↓

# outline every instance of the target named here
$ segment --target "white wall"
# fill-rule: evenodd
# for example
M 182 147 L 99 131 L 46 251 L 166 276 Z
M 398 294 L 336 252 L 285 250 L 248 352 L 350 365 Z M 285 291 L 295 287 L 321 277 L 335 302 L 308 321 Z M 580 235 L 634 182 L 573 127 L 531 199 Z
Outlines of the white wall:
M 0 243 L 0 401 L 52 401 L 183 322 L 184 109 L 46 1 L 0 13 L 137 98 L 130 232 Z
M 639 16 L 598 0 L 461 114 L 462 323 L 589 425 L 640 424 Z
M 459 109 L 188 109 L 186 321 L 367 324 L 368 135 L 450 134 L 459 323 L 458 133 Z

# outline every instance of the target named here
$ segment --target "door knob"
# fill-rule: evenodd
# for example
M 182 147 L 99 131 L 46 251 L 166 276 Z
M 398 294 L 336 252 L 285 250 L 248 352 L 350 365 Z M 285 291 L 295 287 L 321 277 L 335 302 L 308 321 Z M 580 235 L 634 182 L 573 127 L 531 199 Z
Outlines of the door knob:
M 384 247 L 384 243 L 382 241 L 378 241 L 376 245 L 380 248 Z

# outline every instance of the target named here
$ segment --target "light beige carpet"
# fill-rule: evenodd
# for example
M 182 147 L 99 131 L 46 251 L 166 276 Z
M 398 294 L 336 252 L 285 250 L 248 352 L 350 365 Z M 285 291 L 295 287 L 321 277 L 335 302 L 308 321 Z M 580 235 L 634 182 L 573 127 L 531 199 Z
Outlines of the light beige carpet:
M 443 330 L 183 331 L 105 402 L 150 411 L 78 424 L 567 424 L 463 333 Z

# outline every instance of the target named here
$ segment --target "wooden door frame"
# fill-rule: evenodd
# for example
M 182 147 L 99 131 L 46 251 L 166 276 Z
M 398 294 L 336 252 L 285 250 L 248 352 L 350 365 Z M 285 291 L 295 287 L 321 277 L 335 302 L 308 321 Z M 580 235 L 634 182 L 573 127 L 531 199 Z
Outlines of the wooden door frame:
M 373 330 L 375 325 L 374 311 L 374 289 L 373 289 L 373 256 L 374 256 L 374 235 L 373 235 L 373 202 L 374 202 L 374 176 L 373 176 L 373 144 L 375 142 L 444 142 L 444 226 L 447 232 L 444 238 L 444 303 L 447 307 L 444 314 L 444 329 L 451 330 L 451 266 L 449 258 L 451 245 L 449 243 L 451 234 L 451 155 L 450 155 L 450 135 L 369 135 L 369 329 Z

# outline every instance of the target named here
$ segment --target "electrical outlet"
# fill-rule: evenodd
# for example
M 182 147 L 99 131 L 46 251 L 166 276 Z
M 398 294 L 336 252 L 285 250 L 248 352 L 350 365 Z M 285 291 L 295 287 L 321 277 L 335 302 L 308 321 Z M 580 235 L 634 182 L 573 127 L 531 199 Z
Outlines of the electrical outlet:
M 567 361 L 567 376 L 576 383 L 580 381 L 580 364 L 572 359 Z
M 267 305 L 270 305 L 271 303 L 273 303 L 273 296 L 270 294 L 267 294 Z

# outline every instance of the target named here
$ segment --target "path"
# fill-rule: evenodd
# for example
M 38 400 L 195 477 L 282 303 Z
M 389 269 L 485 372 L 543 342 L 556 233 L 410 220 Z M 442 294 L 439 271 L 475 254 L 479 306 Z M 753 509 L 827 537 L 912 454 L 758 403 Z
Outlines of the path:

↑

**Task goal**. Line by line, transcribe all of the records exactly.

**Answer for this exercise**.
# outline every instance of the target named here
$ segment --target "white wall"
# fill-rule: evenodd
# for example
M 182 147 L 99 131 L 46 251 L 166 276 Z
M 398 294 L 336 252 L 285 250 L 248 352 L 350 365 Z M 285 291 L 295 287 L 321 277 L 335 302 L 308 321 Z M 580 235 L 634 182 L 573 127 L 531 199 Z
Outlines of the white wall:
M 0 243 L 0 401 L 52 401 L 183 322 L 184 109 L 46 1 L 0 13 L 137 98 L 130 232 Z
M 639 16 L 598 0 L 461 114 L 462 323 L 589 425 L 640 424 Z
M 459 109 L 188 109 L 186 321 L 367 324 L 368 135 L 450 134 L 459 323 L 458 133 Z

# outline every instance of the target named here
$ segment --target "door knob"
# fill-rule: evenodd
# for example
M 182 147 L 99 131 L 46 251 L 166 276 Z
M 398 294 L 336 252 L 285 250 L 248 352 L 350 365 Z M 285 291 L 295 287 L 321 277 L 335 302 L 308 321 Z M 580 235 L 634 182 L 573 127 L 531 199 Z
Outlines of the door knob:
M 384 247 L 384 243 L 382 241 L 378 241 L 376 245 L 380 248 Z

# outline every instance of the target named here
$ segment --target "light beige carpet"
# fill-rule: evenodd
# for example
M 182 147 L 99 131 L 46 251 L 166 276 Z
M 398 294 L 336 252 L 285 250 L 248 352 L 350 365 Z M 285 291 L 295 287 L 321 277 L 335 302 L 308 321 Z M 580 235 L 634 182 L 573 127 L 531 199 Z
Outlines of the light beige carpet:
M 443 330 L 183 331 L 105 402 L 150 411 L 78 424 L 567 424 L 463 333 Z

# outline every instance of the target named here
$ segment --target "wooden door frame"
# fill-rule: evenodd
# for example
M 182 147 L 99 131 L 46 251 L 166 276 Z
M 398 294 L 336 252 L 285 250 L 248 352 L 350 365 Z M 285 291 L 295 287 L 321 277 L 335 302 L 308 321 Z M 580 235 L 634 182 L 573 127 L 531 199 Z
Outlines of the wooden door frame:
M 373 330 L 375 325 L 374 311 L 374 289 L 373 289 L 373 256 L 374 256 L 374 235 L 373 235 L 373 202 L 374 202 L 374 176 L 373 176 L 373 144 L 375 142 L 444 142 L 444 226 L 447 232 L 444 238 L 444 303 L 447 307 L 444 314 L 444 329 L 451 330 L 451 266 L 449 258 L 451 245 L 449 243 L 451 234 L 451 155 L 450 155 L 450 135 L 369 135 L 369 329 Z

# outline every instance of the target named here
$ segment --target "electrical outlet"
# fill-rule: evenodd
# for example
M 182 147 L 99 131 L 46 251 L 166 276 Z
M 398 294 L 336 252 L 285 250 L 248 352 L 350 365 Z M 285 291 L 295 287 L 321 277 L 335 302 L 308 321 Z M 580 235 L 634 182 L 573 127 L 531 199 Z
Outlines of the electrical outlet:
M 567 361 L 567 376 L 576 383 L 580 381 L 580 364 L 572 359 Z
M 267 305 L 270 305 L 271 303 L 273 303 L 273 296 L 270 294 L 267 294 Z

# outline every instance of the target named here
$ segment --target "path"
# fill-rule: evenodd
# for example
M 38 400 L 195 477 L 282 303 Z
M 389 269 L 485 372 L 543 342 L 556 233 L 410 220 Z M 442 294 L 439 271 L 475 254 L 479 306 Z M 753 509 L 827 537 L 912 454 L 758 403 Z
Outlines of the path:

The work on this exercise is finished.